#### TASK DETAILS
Copy out, word for word, the lines of the items below that run from the line containing "Note to the class: we label each instance of the tree" through the line containing "pixel 366 746", including both of those lines.

#### EXERCISE MATERIALS
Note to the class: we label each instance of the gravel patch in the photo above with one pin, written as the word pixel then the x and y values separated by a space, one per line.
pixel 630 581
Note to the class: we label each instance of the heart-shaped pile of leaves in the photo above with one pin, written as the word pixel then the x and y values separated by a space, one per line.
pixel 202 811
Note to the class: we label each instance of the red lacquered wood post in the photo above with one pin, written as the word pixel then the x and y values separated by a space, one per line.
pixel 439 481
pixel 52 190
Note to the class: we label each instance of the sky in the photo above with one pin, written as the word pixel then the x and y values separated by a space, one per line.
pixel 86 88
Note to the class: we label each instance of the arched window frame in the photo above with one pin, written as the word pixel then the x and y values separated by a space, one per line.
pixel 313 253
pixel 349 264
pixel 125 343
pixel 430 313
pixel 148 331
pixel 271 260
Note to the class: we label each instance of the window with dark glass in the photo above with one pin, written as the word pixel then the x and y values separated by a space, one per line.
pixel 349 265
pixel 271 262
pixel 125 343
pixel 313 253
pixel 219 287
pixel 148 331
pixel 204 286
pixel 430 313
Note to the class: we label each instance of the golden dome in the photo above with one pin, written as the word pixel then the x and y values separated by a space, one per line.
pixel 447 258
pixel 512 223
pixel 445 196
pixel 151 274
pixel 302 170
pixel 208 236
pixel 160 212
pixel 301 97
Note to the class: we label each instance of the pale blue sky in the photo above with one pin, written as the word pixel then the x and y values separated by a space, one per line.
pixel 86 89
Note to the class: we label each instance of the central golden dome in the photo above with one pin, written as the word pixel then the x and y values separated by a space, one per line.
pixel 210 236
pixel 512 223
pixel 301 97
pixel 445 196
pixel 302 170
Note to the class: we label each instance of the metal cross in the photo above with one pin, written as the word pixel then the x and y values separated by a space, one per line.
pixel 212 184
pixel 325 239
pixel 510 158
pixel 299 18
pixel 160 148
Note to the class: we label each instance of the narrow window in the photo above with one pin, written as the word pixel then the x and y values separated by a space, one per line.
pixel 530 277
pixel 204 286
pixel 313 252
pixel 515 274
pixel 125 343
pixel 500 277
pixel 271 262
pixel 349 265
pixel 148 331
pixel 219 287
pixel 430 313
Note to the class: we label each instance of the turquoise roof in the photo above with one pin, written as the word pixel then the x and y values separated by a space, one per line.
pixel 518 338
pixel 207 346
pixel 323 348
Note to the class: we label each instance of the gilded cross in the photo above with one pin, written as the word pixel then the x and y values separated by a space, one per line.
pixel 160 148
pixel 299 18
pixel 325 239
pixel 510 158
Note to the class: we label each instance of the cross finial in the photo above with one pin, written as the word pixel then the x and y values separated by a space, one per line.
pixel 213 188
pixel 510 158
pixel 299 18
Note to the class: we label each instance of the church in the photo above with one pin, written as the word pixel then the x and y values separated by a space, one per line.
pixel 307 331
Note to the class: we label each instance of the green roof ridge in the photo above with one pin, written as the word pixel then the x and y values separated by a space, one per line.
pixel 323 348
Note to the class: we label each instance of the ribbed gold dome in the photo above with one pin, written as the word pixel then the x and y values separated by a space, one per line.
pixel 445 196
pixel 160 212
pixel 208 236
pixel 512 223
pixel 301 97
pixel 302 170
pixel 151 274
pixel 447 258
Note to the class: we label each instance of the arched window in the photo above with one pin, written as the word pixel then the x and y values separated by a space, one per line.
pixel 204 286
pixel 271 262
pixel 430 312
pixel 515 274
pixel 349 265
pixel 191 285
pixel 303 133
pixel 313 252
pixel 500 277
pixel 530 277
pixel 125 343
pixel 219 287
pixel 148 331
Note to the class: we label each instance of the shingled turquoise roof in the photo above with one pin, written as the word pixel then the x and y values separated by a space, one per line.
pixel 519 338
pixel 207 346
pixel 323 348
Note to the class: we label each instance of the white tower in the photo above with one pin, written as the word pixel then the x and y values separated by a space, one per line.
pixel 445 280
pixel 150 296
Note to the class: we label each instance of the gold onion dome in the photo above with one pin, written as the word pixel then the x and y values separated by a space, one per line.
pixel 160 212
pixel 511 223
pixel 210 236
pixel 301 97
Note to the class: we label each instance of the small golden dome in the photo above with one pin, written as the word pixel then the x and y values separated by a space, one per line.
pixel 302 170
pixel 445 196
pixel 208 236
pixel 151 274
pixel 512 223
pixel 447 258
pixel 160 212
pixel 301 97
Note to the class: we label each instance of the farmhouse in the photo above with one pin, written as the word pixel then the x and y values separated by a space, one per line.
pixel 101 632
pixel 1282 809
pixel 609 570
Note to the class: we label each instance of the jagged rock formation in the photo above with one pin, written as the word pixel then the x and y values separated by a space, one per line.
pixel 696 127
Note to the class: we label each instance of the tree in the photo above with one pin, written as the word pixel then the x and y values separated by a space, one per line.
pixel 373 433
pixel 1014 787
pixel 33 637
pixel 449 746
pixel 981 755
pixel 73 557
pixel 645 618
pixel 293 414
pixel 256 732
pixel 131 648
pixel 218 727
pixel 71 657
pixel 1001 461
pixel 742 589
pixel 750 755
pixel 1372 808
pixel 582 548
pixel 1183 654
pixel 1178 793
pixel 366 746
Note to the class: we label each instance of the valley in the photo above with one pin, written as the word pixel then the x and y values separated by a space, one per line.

#### CORRECT RESULT
Note to the class: we label each instance of the tree in the photo above with one pin, written as the word pixel then the x and y values separated by a space, one per line.
pixel 373 433
pixel 1014 787
pixel 33 637
pixel 449 746
pixel 981 755
pixel 73 557
pixel 645 618
pixel 293 414
pixel 256 732
pixel 131 648
pixel 218 727
pixel 71 657
pixel 1001 461
pixel 742 589
pixel 750 755
pixel 1372 808
pixel 582 548
pixel 1183 654
pixel 1178 793
pixel 366 746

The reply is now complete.